# Supplied passage
-- Begin --
Well, here is the question that started this all. In the slow environment, blas seems to be there and work well, but numpy doesn't use it! In [1]: import time, numpy, scipy In [2]: from scipy import linalg In [3]: n=1000 In [4]: A = numpy.random.rand(n,n) In [5]: B = numpy.random.rand(n,n) In [6]: then = time.time(); C=scipy.dot(A,B); print time.time()-then 7.62005901337 In [7]: begin = time.time(); C=linalg.blas.dgemm(1.0,A,B);print time.time() - begin 0.325305938721 In [8]: begin = time.time(); C=linalg.blas.ddot(A,B);print time.time() - begin 0.0363020896912 On Sat, Jun 20, 2015 at 4:09 AM, Sebastian Berg <sebastian@sipsolutions.net> wrote:

On Fr, 2015-06-19 at 16:19 -0500, Elliot Hallmark wrote:

Debian Sid, 64-bit. I was trying to fix the problem of np.dot running very slow.

I ended up uninstalling numpy, installing libatlas3-base through apt-get and re-installing numpy. The performance of dot is greatly improved! But I can't tell from any other method whether numpy is set up correctly. Consider comparing the faster one to another in a virtual env that is still slow:

Not that I really know this stuff, but one thing to be sure is probably checking `ldd /usr/lib/python2.7/dist-packages/numpy/core/_dotblas.so`. That is probably silly (I really never cared to learn this stuff), but I think it can't go wrong....

About the other difference. Aside from CPU, etc. differences, I expect you got a newer numpy version then the other user. Not sure which part got much faster, but there were for example quite a few speedups in the code converting to array, so I expect it is very likely that this is the reason.

- Sebastian

###

fast one ###

In [1]: import time, numpy

In [2]: n=1000

In [3]: A = numpy.random.rand(n,n)

In [4]: B = numpy.random.rand(n,n)

In [5]: then = time.time(); C=numpy.dot(A,B); print time.time()-then 0.306427001953

In [6]: numpy.show_config() blas_info: libraries = ['blas'] library_dirs = ['/usr/lib'] language = f77 lapack_info: libraries = ['lapack'] library_dirs = ['/usr/lib'] language = f77 atlas_threads_info: NOT AVAILABLE blas_opt_info: libraries = ['blas'] library_dirs = ['/usr/lib'] language = f77 define_macros = [('NO_ATLAS_INFO', 1)] atlas_blas_threads_info: NOT AVAILABLE openblas_info: NOT AVAILABLE lapack_opt_info: libraries = ['lapack', 'blas'] library_dirs = ['/usr/lib'] language = f77 define_macros = [('NO_ATLAS_INFO', 1)] atlas_info: NOT AVAILABLE lapack_mkl_info: NOT AVAILABLE blas_mkl_info: NOT AVAILABLE atlas_blas_info: NOT AVAILABLE mkl_info: NOT AVAILABLE

###

slow one ###

In [1]: import time, numpy

In [2]: n=1000

In [3]: A = numpy.random.rand(n,n)

In [4]: B = numpy.random.rand(n,n)
-- End --
# Data provided
-- Begin --
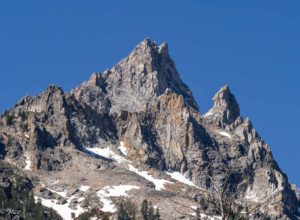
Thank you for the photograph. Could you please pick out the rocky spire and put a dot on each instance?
(226, 109)
(146, 73)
-- End --
# Required work
a. According to the numpy thread, which package was installed through apt-get before numpy was reinstalled?
b. Write out, word for word, the part of the numpy thread that opens with the words containing "On Fr, 2015-06-19" and closes with "can't go wrong....".

# Solutions for each task
a. libatlas3-base

b.
On Fr, 2015-06-19 at 16:19 -0500, Elliot Hallmark wrote:

Debian Sid, 64-bit. I was trying to fix the problem of np.dot running very slow.

I ended up uninstalling numpy, installing libatlas3-base through apt-get and re-installing numpy. The performance of dot is greatly improved! But I can't tell from any other method whether numpy is set up correctly. Consider comparing the faster one to another in a virtual env that is still slow:

Not that I really know this stuff, but one thing to be sure is probably checking `ldd /usr/lib/python2.7/dist-packages/numpy/core/_dotblas.so`. That is probably silly (I really never cared to learn this stuff), but I think it can't go wrong....